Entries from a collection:

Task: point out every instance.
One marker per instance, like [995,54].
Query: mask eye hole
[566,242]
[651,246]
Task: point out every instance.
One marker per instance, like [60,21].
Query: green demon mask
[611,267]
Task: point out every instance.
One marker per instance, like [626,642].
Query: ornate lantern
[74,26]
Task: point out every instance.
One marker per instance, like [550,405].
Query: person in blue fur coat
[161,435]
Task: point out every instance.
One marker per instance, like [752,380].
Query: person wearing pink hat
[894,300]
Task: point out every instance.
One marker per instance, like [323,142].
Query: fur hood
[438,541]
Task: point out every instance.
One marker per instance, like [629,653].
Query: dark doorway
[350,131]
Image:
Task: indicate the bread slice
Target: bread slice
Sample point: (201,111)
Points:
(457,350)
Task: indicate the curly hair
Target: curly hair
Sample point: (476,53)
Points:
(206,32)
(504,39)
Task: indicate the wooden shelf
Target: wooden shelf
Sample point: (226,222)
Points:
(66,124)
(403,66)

(Task)
Copy out every entry above word for word.

(Written reply)
Task: point out every instance.
One marker per instance, like [995,54].
Query: mask eye hole
[566,242]
[651,246]
Task: point out every instance.
One marker per instance, like [60,21].
Query: green demon mask
[611,267]
Task: point out every instance.
One marker per instance, like [626,642].
Query: ornate lantern
[74,26]
Task: point out every instance.
One marker per instance, like [550,405].
Query: person in blue fur coat
[161,435]
Task: point out every instance.
One marker per instance, like [752,380].
Query: person wearing pink hat
[894,300]
Task: point out every instance.
One marker per instance, like [323,142].
Query: fur hood
[438,541]
Task: point out every instance.
One marker per instance, like [629,653].
Query: dark doorway
[350,131]
Image:
Task: indicate the bread slice
Target: bread slice
Sample point: (201,111)
Points:
(457,350)
Task: indicate the curly hair
Target: curly hair
Sample point: (476,53)
Points:
(206,32)
(504,39)
Task: indicate the wooden shelf
Target: wooden shelf
Sample point: (226,222)
Points:
(66,124)
(403,66)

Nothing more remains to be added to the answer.